§ **Task details**
The entries are to be duplicated exactly, with nothing left out.

☆ ☆ ☆ ☆

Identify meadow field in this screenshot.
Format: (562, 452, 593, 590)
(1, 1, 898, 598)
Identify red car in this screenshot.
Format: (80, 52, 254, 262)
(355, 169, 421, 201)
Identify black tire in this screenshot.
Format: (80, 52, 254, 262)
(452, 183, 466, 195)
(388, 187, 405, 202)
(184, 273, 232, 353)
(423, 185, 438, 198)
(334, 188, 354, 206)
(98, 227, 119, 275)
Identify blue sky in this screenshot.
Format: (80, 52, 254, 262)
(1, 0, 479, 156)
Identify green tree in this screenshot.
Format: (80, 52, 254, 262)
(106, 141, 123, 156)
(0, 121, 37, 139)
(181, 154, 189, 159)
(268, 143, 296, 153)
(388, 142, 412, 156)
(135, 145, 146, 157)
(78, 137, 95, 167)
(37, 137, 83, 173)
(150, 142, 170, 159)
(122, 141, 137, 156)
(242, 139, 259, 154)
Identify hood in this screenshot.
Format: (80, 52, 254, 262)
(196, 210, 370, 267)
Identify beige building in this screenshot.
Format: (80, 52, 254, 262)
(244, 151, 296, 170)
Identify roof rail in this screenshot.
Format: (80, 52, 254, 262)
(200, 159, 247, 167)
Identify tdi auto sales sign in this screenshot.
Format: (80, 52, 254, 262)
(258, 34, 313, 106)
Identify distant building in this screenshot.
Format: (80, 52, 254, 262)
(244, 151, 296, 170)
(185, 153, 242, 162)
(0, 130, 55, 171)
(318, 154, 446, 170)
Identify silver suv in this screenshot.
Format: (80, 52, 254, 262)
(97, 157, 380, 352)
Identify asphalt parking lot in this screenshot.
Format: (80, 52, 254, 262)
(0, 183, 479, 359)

☆ ☆ ☆ ☆

§ **Result of this exercise**
Identify meadow field in this screenshot.
Format: (562, 452, 593, 590)
(1, 1, 898, 598)
Identify red car in this screenshot.
Format: (80, 52, 254, 262)
(355, 169, 421, 201)
Identify black tire in this screenshot.
Format: (80, 52, 254, 262)
(452, 183, 466, 195)
(388, 187, 405, 202)
(184, 273, 232, 353)
(423, 185, 438, 198)
(334, 188, 354, 206)
(98, 227, 119, 275)
Identify blue sky in this screenshot.
Format: (80, 52, 254, 262)
(1, 0, 479, 156)
Identify green tree in this screenshot.
Format: (80, 52, 254, 262)
(106, 141, 123, 156)
(0, 121, 37, 139)
(181, 154, 189, 159)
(268, 143, 296, 153)
(388, 142, 412, 156)
(135, 145, 146, 157)
(78, 137, 95, 167)
(37, 137, 83, 173)
(150, 142, 170, 159)
(122, 141, 137, 156)
(242, 139, 259, 154)
Identify hood in this screenshot.
Format: (80, 52, 254, 262)
(196, 210, 370, 267)
Identify beige building in this screenshot.
Format: (80, 52, 254, 262)
(244, 151, 296, 170)
Identify roof rail in this screenshot.
Format: (80, 52, 254, 262)
(200, 159, 247, 167)
Identify tdi auto sales sign in this screenshot.
Format: (80, 52, 254, 262)
(258, 34, 313, 106)
Identify distant building in this screenshot.
Format: (80, 52, 254, 262)
(244, 151, 296, 170)
(185, 153, 242, 162)
(0, 130, 55, 171)
(318, 154, 446, 170)
Identify silver suv in this screenshot.
Format: (80, 52, 254, 262)
(97, 157, 380, 352)
Identify asphalt parking lot in this screenshot.
Format: (80, 52, 254, 262)
(0, 183, 479, 359)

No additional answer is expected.